Lambert told BioArray News at the time that the team aimed to identify the “sources of variation in results of analysis of copy number data on whole-genome microarrays,” and to publish “one or more publications that highlight the sources of variability in analyzing CNV data, and making recommendations for best practices under various circumstances” (see BAN 4/15/2008).
Shi said this week that the GWAWG has been focusing on assessing the impact of various data-analysis approaches on genotype calls and the list of differentiating SNPs. The technical performance of genotyping platforms are also being assessed by different laboratories using the same set of DNA samples, he said.
Meantime, according to Shi, the CNV data-analysis team has “continued to identify sources of variation in results of analyzing CNV data with respect to the goals of detecting and characterizing regions of copy number variation, finding associations between CNVs and phenotypes, and building and validating predictive models of phenotypes with CNV data.”

++++++++++++++++++++

■ **PROBLEM**:
Repeat part of the passage on copy number data analysis word for word. Begin at "Lambert told BioArray" and stop after "samples, he said.".

++++++++++++++++++++

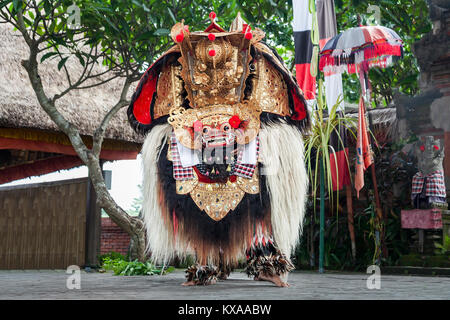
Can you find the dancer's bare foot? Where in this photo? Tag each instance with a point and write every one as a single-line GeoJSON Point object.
{"type": "Point", "coordinates": [276, 280]}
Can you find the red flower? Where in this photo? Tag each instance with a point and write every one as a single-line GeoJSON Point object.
{"type": "Point", "coordinates": [235, 121]}
{"type": "Point", "coordinates": [198, 126]}
{"type": "Point", "coordinates": [246, 28]}
{"type": "Point", "coordinates": [180, 37]}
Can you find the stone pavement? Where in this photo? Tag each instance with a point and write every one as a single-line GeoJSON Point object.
{"type": "Point", "coordinates": [51, 284]}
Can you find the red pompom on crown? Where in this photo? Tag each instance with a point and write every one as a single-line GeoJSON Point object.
{"type": "Point", "coordinates": [234, 121]}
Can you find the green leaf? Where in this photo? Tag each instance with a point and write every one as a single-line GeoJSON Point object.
{"type": "Point", "coordinates": [62, 62]}
{"type": "Point", "coordinates": [48, 55]}
{"type": "Point", "coordinates": [161, 32]}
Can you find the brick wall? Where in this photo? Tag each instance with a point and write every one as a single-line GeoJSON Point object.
{"type": "Point", "coordinates": [113, 238]}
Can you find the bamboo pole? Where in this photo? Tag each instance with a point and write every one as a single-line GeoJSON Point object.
{"type": "Point", "coordinates": [322, 218]}
{"type": "Point", "coordinates": [350, 220]}
{"type": "Point", "coordinates": [379, 233]}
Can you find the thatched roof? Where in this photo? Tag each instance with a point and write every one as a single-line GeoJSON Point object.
{"type": "Point", "coordinates": [19, 107]}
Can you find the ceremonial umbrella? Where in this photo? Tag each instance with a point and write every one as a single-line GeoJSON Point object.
{"type": "Point", "coordinates": [357, 50]}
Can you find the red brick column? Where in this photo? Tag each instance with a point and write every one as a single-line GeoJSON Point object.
{"type": "Point", "coordinates": [113, 238]}
{"type": "Point", "coordinates": [447, 161]}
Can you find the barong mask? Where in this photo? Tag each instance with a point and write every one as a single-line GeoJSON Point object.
{"type": "Point", "coordinates": [213, 87]}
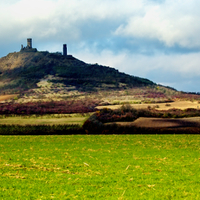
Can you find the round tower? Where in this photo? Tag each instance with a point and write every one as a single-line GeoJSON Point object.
{"type": "Point", "coordinates": [64, 50]}
{"type": "Point", "coordinates": [29, 43]}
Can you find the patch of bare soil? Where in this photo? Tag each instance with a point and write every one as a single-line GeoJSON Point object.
{"type": "Point", "coordinates": [160, 106]}
{"type": "Point", "coordinates": [146, 122]}
{"type": "Point", "coordinates": [6, 97]}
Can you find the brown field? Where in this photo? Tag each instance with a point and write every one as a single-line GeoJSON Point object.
{"type": "Point", "coordinates": [6, 97]}
{"type": "Point", "coordinates": [160, 106]}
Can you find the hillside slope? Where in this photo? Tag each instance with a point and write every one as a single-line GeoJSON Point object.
{"type": "Point", "coordinates": [21, 71]}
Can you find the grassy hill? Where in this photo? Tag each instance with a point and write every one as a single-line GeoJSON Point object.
{"type": "Point", "coordinates": [21, 71]}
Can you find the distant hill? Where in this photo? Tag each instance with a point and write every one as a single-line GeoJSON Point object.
{"type": "Point", "coordinates": [21, 71]}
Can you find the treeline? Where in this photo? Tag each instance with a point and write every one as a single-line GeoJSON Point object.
{"type": "Point", "coordinates": [52, 107]}
{"type": "Point", "coordinates": [99, 121]}
{"type": "Point", "coordinates": [41, 129]}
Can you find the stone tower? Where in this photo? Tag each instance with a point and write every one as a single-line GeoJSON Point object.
{"type": "Point", "coordinates": [64, 50]}
{"type": "Point", "coordinates": [29, 43]}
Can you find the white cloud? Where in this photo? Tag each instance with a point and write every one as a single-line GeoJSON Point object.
{"type": "Point", "coordinates": [173, 22]}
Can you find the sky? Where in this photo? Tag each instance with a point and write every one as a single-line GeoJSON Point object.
{"type": "Point", "coordinates": [154, 39]}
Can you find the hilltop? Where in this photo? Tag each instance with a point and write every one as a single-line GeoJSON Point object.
{"type": "Point", "coordinates": [21, 71]}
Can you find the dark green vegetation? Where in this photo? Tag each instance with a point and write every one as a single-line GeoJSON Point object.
{"type": "Point", "coordinates": [22, 70]}
{"type": "Point", "coordinates": [100, 167]}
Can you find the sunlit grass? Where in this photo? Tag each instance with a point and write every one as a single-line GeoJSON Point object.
{"type": "Point", "coordinates": [100, 167]}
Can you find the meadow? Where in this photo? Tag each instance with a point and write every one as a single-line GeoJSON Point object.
{"type": "Point", "coordinates": [100, 167]}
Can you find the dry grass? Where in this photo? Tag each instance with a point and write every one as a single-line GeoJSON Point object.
{"type": "Point", "coordinates": [160, 106]}
{"type": "Point", "coordinates": [7, 97]}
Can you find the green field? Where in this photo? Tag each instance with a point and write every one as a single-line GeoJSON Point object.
{"type": "Point", "coordinates": [100, 167]}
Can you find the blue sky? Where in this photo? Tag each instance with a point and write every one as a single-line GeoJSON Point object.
{"type": "Point", "coordinates": [154, 39]}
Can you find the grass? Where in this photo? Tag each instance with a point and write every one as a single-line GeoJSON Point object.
{"type": "Point", "coordinates": [100, 167]}
{"type": "Point", "coordinates": [53, 119]}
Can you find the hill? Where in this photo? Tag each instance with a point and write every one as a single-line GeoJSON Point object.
{"type": "Point", "coordinates": [22, 71]}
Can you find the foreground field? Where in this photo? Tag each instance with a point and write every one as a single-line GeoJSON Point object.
{"type": "Point", "coordinates": [45, 119]}
{"type": "Point", "coordinates": [100, 167]}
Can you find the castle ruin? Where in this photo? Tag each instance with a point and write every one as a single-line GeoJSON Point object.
{"type": "Point", "coordinates": [29, 47]}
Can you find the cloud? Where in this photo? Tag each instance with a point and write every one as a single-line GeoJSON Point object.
{"type": "Point", "coordinates": [155, 39]}
{"type": "Point", "coordinates": [172, 22]}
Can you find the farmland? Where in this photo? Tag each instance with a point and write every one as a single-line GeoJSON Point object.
{"type": "Point", "coordinates": [100, 167]}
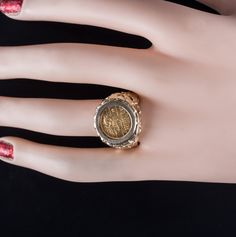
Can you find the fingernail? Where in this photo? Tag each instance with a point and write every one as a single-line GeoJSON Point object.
{"type": "Point", "coordinates": [10, 6]}
{"type": "Point", "coordinates": [6, 150]}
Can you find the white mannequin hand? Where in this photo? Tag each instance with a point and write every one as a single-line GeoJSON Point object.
{"type": "Point", "coordinates": [186, 82]}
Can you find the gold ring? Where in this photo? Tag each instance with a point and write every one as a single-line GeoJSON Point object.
{"type": "Point", "coordinates": [118, 120]}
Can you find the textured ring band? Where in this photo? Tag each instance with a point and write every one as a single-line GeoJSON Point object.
{"type": "Point", "coordinates": [118, 120]}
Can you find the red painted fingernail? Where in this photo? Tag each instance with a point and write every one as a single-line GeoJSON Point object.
{"type": "Point", "coordinates": [6, 150]}
{"type": "Point", "coordinates": [10, 6]}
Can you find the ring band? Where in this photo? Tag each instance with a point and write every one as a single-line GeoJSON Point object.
{"type": "Point", "coordinates": [118, 120]}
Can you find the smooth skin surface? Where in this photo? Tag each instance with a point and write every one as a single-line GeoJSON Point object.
{"type": "Point", "coordinates": [186, 82]}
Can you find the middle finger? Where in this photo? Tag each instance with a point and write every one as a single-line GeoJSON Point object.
{"type": "Point", "coordinates": [52, 116]}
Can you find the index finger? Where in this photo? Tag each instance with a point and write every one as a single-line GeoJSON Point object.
{"type": "Point", "coordinates": [153, 19]}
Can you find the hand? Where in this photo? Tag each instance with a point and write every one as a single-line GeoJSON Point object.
{"type": "Point", "coordinates": [186, 82]}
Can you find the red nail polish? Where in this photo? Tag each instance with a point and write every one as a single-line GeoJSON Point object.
{"type": "Point", "coordinates": [10, 6]}
{"type": "Point", "coordinates": [6, 150]}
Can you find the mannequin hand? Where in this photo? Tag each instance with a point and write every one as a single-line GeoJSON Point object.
{"type": "Point", "coordinates": [186, 82]}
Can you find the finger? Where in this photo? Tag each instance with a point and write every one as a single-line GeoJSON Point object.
{"type": "Point", "coordinates": [78, 63]}
{"type": "Point", "coordinates": [225, 7]}
{"type": "Point", "coordinates": [74, 164]}
{"type": "Point", "coordinates": [51, 116]}
{"type": "Point", "coordinates": [147, 18]}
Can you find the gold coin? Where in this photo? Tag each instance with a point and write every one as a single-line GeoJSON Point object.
{"type": "Point", "coordinates": [115, 122]}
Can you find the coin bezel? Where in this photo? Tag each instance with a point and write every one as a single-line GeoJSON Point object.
{"type": "Point", "coordinates": [125, 140]}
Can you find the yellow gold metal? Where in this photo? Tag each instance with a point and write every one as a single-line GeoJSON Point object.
{"type": "Point", "coordinates": [118, 120]}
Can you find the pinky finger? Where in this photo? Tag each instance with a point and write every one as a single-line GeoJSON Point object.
{"type": "Point", "coordinates": [72, 164]}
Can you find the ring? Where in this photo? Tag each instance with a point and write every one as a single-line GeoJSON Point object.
{"type": "Point", "coordinates": [118, 120]}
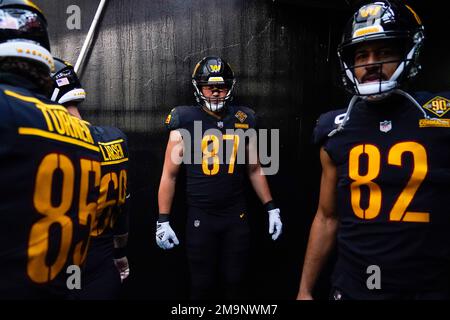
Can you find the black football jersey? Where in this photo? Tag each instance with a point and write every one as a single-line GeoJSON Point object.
{"type": "Point", "coordinates": [393, 167]}
{"type": "Point", "coordinates": [50, 178]}
{"type": "Point", "coordinates": [215, 176]}
{"type": "Point", "coordinates": [112, 215]}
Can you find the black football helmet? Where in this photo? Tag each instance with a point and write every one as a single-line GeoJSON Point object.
{"type": "Point", "coordinates": [23, 32]}
{"type": "Point", "coordinates": [382, 20]}
{"type": "Point", "coordinates": [213, 71]}
{"type": "Point", "coordinates": [66, 85]}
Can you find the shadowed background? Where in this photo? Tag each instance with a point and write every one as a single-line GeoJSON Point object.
{"type": "Point", "coordinates": [283, 53]}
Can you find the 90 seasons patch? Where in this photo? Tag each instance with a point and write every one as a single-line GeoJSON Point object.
{"type": "Point", "coordinates": [438, 106]}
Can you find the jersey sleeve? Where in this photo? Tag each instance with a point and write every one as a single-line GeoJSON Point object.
{"type": "Point", "coordinates": [8, 126]}
{"type": "Point", "coordinates": [172, 121]}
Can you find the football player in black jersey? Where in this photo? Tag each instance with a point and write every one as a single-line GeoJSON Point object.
{"type": "Point", "coordinates": [106, 263]}
{"type": "Point", "coordinates": [217, 233]}
{"type": "Point", "coordinates": [49, 166]}
{"type": "Point", "coordinates": [386, 169]}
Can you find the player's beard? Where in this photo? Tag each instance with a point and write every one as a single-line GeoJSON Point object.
{"type": "Point", "coordinates": [214, 104]}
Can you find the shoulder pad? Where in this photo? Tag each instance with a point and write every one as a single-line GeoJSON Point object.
{"type": "Point", "coordinates": [245, 114]}
{"type": "Point", "coordinates": [180, 116]}
{"type": "Point", "coordinates": [326, 123]}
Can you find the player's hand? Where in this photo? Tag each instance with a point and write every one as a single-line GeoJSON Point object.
{"type": "Point", "coordinates": [165, 236]}
{"type": "Point", "coordinates": [275, 225]}
{"type": "Point", "coordinates": [123, 267]}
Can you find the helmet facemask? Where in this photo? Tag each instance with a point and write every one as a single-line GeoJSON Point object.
{"type": "Point", "coordinates": [407, 67]}
{"type": "Point", "coordinates": [216, 73]}
{"type": "Point", "coordinates": [214, 104]}
{"type": "Point", "coordinates": [396, 24]}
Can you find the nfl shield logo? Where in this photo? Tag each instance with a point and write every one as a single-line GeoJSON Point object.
{"type": "Point", "coordinates": [385, 126]}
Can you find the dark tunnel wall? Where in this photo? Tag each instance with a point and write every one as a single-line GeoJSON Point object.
{"type": "Point", "coordinates": [283, 54]}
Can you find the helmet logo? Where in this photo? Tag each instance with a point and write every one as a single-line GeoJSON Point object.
{"type": "Point", "coordinates": [414, 14]}
{"type": "Point", "coordinates": [372, 11]}
{"type": "Point", "coordinates": [367, 30]}
{"type": "Point", "coordinates": [215, 67]}
{"type": "Point", "coordinates": [241, 116]}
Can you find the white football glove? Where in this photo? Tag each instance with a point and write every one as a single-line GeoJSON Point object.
{"type": "Point", "coordinates": [123, 267]}
{"type": "Point", "coordinates": [275, 225]}
{"type": "Point", "coordinates": [165, 236]}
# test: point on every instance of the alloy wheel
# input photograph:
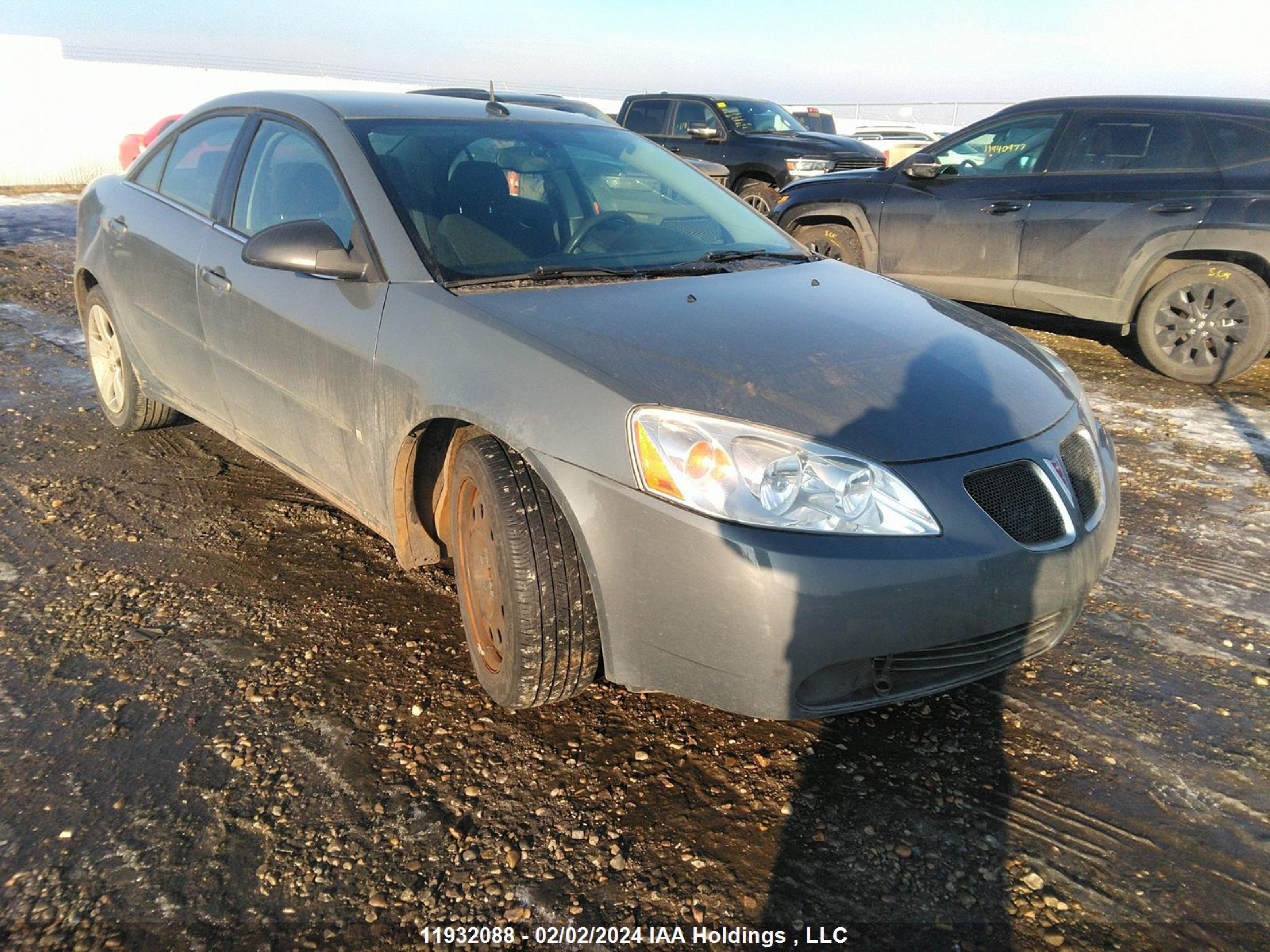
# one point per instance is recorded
(106, 359)
(1201, 325)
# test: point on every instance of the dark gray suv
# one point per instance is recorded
(1145, 211)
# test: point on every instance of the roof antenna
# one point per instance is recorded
(493, 107)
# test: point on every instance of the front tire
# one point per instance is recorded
(759, 196)
(119, 392)
(526, 602)
(1206, 323)
(839, 243)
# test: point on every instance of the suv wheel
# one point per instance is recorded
(759, 196)
(1206, 323)
(839, 243)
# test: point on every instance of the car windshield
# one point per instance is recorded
(505, 198)
(759, 116)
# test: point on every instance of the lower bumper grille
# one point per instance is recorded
(879, 681)
(1022, 502)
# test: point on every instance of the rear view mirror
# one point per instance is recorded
(922, 165)
(306, 247)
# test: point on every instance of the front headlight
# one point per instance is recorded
(808, 167)
(762, 476)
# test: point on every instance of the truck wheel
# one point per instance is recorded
(524, 592)
(1206, 323)
(117, 388)
(759, 196)
(835, 242)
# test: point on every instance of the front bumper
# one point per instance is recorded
(787, 625)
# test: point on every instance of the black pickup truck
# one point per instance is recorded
(762, 145)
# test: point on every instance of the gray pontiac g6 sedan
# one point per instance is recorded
(652, 431)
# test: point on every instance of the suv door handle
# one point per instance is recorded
(217, 282)
(1172, 207)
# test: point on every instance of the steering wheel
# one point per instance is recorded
(605, 220)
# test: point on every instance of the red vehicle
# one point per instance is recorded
(137, 143)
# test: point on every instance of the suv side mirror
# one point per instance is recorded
(306, 247)
(922, 165)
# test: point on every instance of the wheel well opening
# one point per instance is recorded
(421, 490)
(1180, 259)
(84, 282)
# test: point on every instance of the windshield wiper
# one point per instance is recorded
(737, 255)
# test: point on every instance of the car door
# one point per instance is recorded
(156, 232)
(1123, 190)
(958, 234)
(294, 353)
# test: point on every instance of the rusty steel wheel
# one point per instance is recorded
(524, 592)
(482, 585)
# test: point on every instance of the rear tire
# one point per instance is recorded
(526, 602)
(119, 390)
(1206, 323)
(839, 243)
(759, 196)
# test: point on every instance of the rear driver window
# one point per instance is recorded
(197, 159)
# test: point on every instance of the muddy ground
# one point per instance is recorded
(230, 722)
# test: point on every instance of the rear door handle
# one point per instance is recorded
(217, 282)
(1172, 207)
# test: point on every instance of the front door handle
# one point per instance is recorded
(1172, 207)
(217, 282)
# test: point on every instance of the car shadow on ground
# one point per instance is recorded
(900, 823)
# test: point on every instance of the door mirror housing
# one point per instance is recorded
(922, 165)
(305, 247)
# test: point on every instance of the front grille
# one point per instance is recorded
(1083, 470)
(860, 162)
(1019, 501)
(700, 228)
(868, 682)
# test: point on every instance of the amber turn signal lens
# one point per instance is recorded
(657, 478)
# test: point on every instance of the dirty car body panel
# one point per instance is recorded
(332, 380)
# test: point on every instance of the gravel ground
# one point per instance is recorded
(229, 720)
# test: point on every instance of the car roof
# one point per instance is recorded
(1205, 105)
(398, 106)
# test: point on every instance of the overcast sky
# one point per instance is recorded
(845, 51)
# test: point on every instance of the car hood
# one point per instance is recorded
(820, 143)
(821, 349)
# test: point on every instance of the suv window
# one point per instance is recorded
(691, 111)
(1011, 146)
(197, 159)
(1132, 143)
(289, 178)
(648, 116)
(1237, 141)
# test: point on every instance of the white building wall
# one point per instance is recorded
(62, 120)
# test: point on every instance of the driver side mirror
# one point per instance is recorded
(306, 247)
(922, 165)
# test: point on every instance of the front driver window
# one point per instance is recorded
(289, 178)
(1009, 148)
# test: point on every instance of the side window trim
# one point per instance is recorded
(362, 238)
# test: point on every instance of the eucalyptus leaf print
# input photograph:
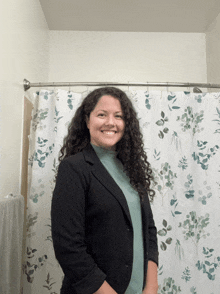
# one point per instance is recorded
(40, 156)
(204, 154)
(172, 97)
(190, 120)
(38, 118)
(164, 179)
(183, 163)
(210, 265)
(176, 140)
(193, 227)
(205, 195)
(156, 155)
(181, 139)
(190, 192)
(186, 274)
(179, 250)
(57, 118)
(193, 290)
(199, 97)
(174, 203)
(163, 233)
(30, 222)
(217, 131)
(161, 123)
(147, 102)
(169, 287)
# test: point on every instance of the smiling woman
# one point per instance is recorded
(103, 230)
(106, 124)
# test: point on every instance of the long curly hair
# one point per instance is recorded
(130, 149)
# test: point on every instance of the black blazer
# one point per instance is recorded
(91, 227)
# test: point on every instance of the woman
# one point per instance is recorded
(102, 226)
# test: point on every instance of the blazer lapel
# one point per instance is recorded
(102, 175)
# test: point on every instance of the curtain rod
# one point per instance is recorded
(27, 85)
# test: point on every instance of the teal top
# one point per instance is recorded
(115, 169)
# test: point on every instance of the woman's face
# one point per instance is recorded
(105, 123)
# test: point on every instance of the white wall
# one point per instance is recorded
(24, 53)
(122, 57)
(213, 52)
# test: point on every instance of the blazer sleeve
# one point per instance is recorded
(152, 237)
(68, 230)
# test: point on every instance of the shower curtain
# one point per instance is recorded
(181, 132)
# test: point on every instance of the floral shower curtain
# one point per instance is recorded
(182, 139)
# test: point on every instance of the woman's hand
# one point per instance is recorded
(151, 280)
(150, 290)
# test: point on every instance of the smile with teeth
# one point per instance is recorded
(109, 132)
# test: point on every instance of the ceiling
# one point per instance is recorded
(131, 15)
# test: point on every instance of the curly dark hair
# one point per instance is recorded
(130, 149)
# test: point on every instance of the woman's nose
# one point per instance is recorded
(110, 120)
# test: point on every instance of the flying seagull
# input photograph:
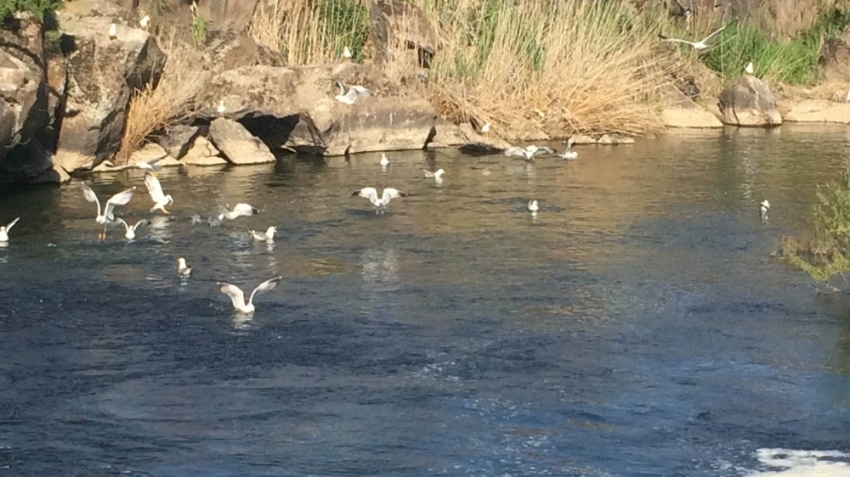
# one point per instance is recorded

++++++++++++++++++++

■ **TASK ANSWER**:
Lambert told BioArray News at the time that the team aimed to identify the “sources of variation in results of analysis of copy number data on whole-genome microarrays,” and to publish “one or more publications that highlight the sources of variability in analyzing CNV data, and making recommendations for best practices under various circumstances” (see BAN 4/15/2008).
Shi said this week that the GWAWG has been focusing on assessing the impact of various data-analysis approaches on genotype calls and the list of differentiating SNPs. The technical performance of genotyping platforms are also being assessed by different laboratories using the same set of DNA samples, he said.